[Data extracted from a collection]
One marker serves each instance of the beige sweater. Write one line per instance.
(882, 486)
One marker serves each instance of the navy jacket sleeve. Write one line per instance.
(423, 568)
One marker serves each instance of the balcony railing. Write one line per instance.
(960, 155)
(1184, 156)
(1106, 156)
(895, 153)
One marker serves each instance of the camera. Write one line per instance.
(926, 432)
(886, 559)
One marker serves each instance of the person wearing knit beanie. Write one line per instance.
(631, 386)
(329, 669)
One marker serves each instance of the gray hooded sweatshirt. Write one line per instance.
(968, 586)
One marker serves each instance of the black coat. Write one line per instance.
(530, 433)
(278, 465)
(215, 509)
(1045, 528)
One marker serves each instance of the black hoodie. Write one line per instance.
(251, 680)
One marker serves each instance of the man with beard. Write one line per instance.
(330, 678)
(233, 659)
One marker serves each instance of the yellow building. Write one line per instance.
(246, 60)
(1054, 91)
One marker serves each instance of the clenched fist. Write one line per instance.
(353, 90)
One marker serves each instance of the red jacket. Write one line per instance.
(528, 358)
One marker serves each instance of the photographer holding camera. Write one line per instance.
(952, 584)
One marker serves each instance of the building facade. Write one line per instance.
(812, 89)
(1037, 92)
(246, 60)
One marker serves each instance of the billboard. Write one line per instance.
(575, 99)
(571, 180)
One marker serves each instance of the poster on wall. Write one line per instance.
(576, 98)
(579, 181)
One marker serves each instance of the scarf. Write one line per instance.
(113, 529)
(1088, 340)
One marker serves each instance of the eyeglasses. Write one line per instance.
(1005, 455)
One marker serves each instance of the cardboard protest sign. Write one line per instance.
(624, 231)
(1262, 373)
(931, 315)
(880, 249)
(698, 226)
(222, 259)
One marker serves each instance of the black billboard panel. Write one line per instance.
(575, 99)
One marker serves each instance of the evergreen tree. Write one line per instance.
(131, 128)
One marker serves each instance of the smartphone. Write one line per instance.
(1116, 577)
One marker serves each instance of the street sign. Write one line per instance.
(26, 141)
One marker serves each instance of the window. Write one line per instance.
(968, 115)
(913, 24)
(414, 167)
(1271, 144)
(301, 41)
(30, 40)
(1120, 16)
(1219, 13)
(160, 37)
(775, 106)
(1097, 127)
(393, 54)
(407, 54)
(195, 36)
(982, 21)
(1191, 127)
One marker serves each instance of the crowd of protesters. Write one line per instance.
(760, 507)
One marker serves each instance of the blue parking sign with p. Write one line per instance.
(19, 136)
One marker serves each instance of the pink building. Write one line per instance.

**Task requirements:**
Exactly as given, repeat each line above.

**Answer space:**
One marker serves each instance of the beige sweater. Write one line per instance.
(882, 486)
One marker serves each instance of the navy jacket sleeve. Write one line per instance.
(423, 568)
One marker serves each instance of the balcony railing. Write one line per instance.
(960, 155)
(1184, 156)
(1106, 156)
(895, 153)
One marker serves each instance of the camera. Write one line per instance.
(926, 432)
(886, 559)
One marker serves each instance of the person wearing knit beanie. Write one line per instance.
(631, 386)
(329, 669)
One marker serves each instance of the gray hooded sweatshirt. Write one line per instance.
(968, 586)
One marker serves each instance of the black coat. Write one line per instance.
(530, 433)
(278, 465)
(215, 509)
(1045, 528)
One marker serves each instance of the black hoodie. Write one line per instance.
(251, 680)
One marker serves each instance of the man with beard. Write one line per instance.
(330, 678)
(233, 659)
One marker serves each instance of the yellow building. Write one line per instance.
(246, 60)
(1054, 91)
One marker serves each instance of the clenched fist. Write one line per instance.
(353, 90)
One marker serves each instance of the red jacket. Write one line per instance.
(528, 358)
One marker serves each instance of the photographer holding camera. Write one line per instance.
(952, 584)
One marker serves each instance of the building facade. Write one line per instance.
(812, 89)
(1037, 92)
(246, 60)
One marker serves each instance of the billboard. Write one line per instance.
(575, 99)
(571, 180)
One marker serves each instance of the poster on wall. Write one line per instance.
(576, 98)
(579, 181)
One marker serves each instance of the scarf. Write one line per instance.
(113, 529)
(1088, 340)
One marker serves each instance of the eyeglasses. Write one line per instance.
(1005, 455)
One marker serves each instance of the cardboard protest sign. Write one line per instance.
(624, 231)
(1262, 373)
(931, 315)
(880, 249)
(698, 226)
(222, 259)
One marker serves each instance of the black billboard panel. Write one line per instance.
(575, 99)
One marker serves each instance of the evergreen tree. Write one line per instance.
(131, 128)
One marker serves each instance of the smartphone. Write one line per instance.
(1116, 577)
One marker serves each instance of the street sign. Write one line per instance.
(26, 141)
One marker serves each instance of the window. Write one line per instance.
(968, 115)
(913, 24)
(414, 167)
(1271, 144)
(301, 41)
(30, 40)
(1120, 16)
(1219, 13)
(160, 37)
(775, 106)
(1097, 127)
(393, 54)
(407, 54)
(195, 36)
(982, 21)
(1191, 127)
One marker serves each instance of the crowd of protesters. Write one line per instance.
(760, 507)
One marker serves each instance of the blue parking sign with p. Write one line per instance.
(19, 136)
One marker serves each instance of the pink building. Write one line per instance.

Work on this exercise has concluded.